## PROBLEM TO WORK ON
Take the entries below and print only the lines from the one with "[pin] ocean (one" through the one with "[pin] driftwood (one", exactly as they stand, both ends included.

(Stored dataset items)

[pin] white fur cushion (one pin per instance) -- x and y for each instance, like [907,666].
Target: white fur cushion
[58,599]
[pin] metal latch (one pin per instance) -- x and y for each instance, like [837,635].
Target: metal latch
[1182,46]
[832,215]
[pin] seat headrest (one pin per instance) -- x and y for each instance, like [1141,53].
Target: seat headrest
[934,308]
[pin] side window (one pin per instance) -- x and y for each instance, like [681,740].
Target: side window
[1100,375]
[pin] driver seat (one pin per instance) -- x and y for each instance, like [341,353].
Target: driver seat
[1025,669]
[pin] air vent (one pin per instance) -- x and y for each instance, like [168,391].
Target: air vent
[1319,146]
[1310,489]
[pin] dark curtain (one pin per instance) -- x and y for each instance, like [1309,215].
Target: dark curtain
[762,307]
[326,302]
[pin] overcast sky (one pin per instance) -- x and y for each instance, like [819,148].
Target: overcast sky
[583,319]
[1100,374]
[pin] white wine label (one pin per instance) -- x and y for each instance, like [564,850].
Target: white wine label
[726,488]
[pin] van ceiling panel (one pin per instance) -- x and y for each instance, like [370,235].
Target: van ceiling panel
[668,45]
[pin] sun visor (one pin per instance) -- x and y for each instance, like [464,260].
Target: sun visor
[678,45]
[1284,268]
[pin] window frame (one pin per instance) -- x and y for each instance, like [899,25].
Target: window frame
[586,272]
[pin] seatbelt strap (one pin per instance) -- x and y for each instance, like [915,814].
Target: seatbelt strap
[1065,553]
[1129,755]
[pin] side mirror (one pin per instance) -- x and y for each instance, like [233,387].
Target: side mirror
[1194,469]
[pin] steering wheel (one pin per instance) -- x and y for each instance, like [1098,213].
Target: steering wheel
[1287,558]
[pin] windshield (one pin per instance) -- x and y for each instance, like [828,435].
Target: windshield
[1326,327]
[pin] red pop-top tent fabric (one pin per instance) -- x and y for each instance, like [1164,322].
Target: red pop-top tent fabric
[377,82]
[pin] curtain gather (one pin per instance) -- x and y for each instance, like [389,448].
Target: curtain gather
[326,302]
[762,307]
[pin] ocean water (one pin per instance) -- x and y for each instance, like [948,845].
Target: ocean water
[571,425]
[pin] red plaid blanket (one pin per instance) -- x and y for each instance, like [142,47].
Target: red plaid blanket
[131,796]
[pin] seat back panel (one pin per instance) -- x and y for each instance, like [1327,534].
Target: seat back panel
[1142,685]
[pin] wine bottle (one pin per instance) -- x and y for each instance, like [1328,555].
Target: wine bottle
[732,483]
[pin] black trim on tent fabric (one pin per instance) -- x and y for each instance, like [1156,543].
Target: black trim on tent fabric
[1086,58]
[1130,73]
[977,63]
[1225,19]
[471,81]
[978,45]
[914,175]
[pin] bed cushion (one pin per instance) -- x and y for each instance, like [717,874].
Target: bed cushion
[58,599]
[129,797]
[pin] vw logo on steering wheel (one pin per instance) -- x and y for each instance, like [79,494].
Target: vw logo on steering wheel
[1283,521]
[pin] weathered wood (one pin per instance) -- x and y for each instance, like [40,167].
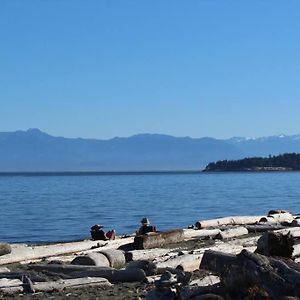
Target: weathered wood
[274,218]
[186,262]
[5,282]
[148,266]
[76,271]
[272,276]
[4,249]
[216,261]
[114,276]
[65,269]
[294,231]
[232,232]
[158,239]
[92,259]
[70,283]
[263,227]
[147,254]
[22,253]
[4,269]
[200,233]
[236,220]
[115,257]
[296,223]
[275,244]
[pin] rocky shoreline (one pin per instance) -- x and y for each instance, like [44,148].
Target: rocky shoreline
[208,257]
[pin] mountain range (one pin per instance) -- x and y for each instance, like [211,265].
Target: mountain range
[37,151]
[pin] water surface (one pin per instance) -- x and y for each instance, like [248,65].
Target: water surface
[47,208]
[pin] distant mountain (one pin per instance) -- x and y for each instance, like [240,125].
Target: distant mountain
[34,150]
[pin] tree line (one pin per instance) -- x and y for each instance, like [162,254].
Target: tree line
[288,161]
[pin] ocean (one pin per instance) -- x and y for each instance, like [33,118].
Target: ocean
[41,208]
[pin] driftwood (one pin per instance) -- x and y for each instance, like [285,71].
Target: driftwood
[186,262]
[200,233]
[91,259]
[54,285]
[232,232]
[147,254]
[264,227]
[127,275]
[76,271]
[279,217]
[147,266]
[238,220]
[115,257]
[158,239]
[272,277]
[22,253]
[5,249]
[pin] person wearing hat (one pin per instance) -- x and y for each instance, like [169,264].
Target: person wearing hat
[146,227]
[98,233]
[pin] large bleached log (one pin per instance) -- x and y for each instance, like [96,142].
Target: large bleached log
[237,220]
[186,262]
[115,257]
[146,265]
[4,249]
[280,217]
[17,287]
[27,253]
[200,233]
[257,228]
[5,282]
[232,232]
[158,239]
[293,231]
[70,283]
[216,261]
[76,271]
[249,270]
[147,254]
[114,276]
[92,259]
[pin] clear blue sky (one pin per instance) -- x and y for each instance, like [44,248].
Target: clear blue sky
[105,68]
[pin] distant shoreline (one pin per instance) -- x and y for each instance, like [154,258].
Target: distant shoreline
[98,173]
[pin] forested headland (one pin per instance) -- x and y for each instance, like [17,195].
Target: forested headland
[283,162]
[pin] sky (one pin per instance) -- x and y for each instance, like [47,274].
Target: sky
[106,68]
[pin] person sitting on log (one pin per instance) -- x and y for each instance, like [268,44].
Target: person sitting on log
[146,227]
[98,233]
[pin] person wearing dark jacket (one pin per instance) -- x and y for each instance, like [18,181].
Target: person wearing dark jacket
[146,227]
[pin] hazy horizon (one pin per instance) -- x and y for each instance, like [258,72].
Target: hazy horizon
[118,68]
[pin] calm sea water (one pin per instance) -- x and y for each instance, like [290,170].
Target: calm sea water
[63,208]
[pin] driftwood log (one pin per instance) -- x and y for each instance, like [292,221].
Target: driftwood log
[16,285]
[158,239]
[91,259]
[232,232]
[270,277]
[278,217]
[21,253]
[76,271]
[186,262]
[238,220]
[145,254]
[200,233]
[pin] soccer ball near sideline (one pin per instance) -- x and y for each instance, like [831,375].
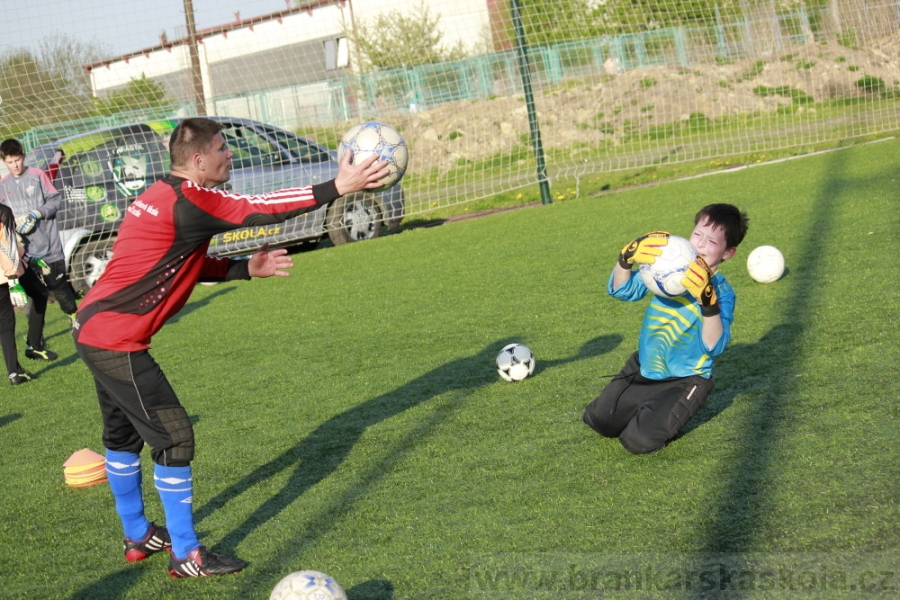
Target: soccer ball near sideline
[664,276]
[371,138]
[765,264]
[308,585]
[515,362]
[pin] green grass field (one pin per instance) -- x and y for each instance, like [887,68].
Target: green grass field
[349,419]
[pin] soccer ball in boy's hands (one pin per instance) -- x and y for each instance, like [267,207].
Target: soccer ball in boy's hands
[373,137]
[663,277]
[765,264]
[515,362]
[308,585]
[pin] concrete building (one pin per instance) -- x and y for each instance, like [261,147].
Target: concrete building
[301,48]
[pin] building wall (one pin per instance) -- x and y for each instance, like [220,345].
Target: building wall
[269,52]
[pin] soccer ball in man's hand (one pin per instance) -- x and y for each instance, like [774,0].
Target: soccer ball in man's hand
[664,276]
[308,585]
[765,264]
[515,362]
[371,138]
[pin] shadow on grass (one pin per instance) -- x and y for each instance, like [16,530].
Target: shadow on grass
[113,585]
[320,453]
[745,369]
[376,589]
[7,419]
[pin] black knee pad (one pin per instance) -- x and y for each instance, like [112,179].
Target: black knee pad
[178,425]
[133,444]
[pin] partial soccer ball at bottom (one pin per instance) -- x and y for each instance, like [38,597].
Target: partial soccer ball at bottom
[373,137]
[765,264]
[308,585]
[664,276]
[515,362]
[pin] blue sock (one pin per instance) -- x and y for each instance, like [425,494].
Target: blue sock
[123,469]
[175,486]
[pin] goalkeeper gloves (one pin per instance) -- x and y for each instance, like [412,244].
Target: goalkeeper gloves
[27,223]
[644,249]
[40,264]
[697,281]
[16,293]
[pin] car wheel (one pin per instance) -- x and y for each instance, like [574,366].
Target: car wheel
[89,262]
[307,245]
[353,218]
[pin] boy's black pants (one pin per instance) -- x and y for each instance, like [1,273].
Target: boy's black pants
[646,413]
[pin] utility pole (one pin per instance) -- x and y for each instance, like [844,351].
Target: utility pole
[196,76]
[525,74]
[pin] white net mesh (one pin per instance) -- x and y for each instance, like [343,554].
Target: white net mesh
[616,85]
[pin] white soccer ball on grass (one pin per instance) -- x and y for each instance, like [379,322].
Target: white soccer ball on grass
[765,264]
[308,585]
[515,362]
[664,276]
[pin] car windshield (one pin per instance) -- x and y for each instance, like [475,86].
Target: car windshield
[41,157]
[128,158]
[250,148]
[300,149]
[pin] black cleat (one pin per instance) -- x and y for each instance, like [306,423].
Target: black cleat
[156,540]
[46,354]
[22,376]
[203,563]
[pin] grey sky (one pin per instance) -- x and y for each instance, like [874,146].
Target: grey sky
[122,27]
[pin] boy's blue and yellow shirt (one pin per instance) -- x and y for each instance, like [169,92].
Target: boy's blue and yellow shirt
[670,343]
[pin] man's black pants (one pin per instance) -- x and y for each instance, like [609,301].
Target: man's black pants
[138,405]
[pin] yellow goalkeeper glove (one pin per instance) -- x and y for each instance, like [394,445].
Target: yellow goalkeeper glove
[644,249]
[697,281]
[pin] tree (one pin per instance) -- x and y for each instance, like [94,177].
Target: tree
[401,39]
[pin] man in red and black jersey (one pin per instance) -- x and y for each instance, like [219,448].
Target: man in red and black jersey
[159,256]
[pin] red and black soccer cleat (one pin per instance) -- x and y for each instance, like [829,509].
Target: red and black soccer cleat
[156,540]
[203,563]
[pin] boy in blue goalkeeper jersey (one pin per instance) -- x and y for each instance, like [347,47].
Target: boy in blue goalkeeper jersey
[667,380]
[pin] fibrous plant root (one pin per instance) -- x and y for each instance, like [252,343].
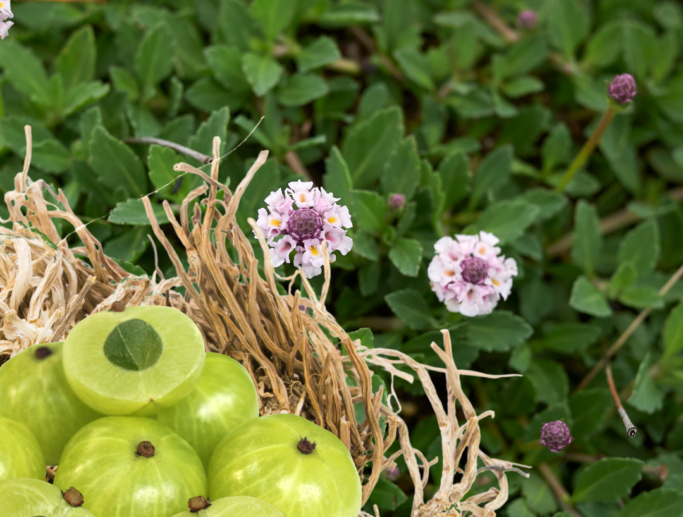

## SOLUTION TO THE PROBLEM
[pin] ocean (one pin per instance) -- x and y for each instance, like [33,118].
Target: ocean
[41,208]
[pin] driftwood (one pin per instance) -- x and y for each instance, like [285,71].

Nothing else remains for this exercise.